YOUR TASK: Copy out each line below exactly as it appears.

[Named-object pointing records]
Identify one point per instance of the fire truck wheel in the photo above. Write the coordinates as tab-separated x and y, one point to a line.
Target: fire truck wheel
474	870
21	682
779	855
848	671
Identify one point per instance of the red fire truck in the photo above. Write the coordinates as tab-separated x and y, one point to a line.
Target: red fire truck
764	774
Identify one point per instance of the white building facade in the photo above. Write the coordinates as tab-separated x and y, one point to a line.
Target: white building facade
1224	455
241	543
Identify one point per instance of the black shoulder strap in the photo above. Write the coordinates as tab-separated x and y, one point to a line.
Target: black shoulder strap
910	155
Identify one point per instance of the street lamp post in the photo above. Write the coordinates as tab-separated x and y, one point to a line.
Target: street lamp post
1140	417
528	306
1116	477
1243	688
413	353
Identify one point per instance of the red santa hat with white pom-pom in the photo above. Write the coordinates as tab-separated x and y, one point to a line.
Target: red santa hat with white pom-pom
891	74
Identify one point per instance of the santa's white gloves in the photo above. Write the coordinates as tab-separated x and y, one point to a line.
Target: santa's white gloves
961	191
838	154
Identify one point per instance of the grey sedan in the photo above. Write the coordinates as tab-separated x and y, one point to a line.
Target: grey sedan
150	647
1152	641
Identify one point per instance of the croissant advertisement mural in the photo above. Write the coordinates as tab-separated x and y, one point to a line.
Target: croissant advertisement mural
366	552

THE SOLUTION:
Identify one point per instance of the fire truck wheel in the photo above. Write the coordinates as tab-separated x and y, one point to a line.
Target: fire truck wheel
474	870
21	682
779	855
848	671
Identify one point per instance of the red fire truck in the photo above. Write the coordinates as tab-separated x and y, one point to a line.
Target: red fire truck
764	774
Identify one point per instance of the white building facade in the photo above. Write the coordinates as tab-separated x and y, one point to a line.
Target: white building facade
1224	455
241	543
Identify one point per instance of the black shoulder strap in the photo above. Write the coordinates as tab-separated x and y, one point to a line.
Target: black shoulder strap
910	155
Identify one point per instance of the street lamp post in the photo above. Write the coordinates as tab-separated x and y, one point to a line.
Target: street lamp post
1140	417
528	306
1116	477
1243	688
413	353
Identify one point per instance of the red santa hat with white pom-pom in the photo above. Write the coordinates as tab-separated x and y, one point to a line.
Target: red santa hat with white pom-pom
891	74
Identify one point per instance of the santa's white gloves in the photo above. Write the coordinates as tab-separated x and y, one point to a line.
Target: santa's white gloves
961	191
838	154
Identify one point per instance of the grey sedan in the photo above. Write the coordinates as tab-separated x and y, one point to a line.
Target: grey sedan
150	647
1152	641
Identify one point per instance of the croissant advertisement mural in the photo above. Write the coordinates as tab-separated x and y, one point to a line.
Target: croissant advertisement mural
366	552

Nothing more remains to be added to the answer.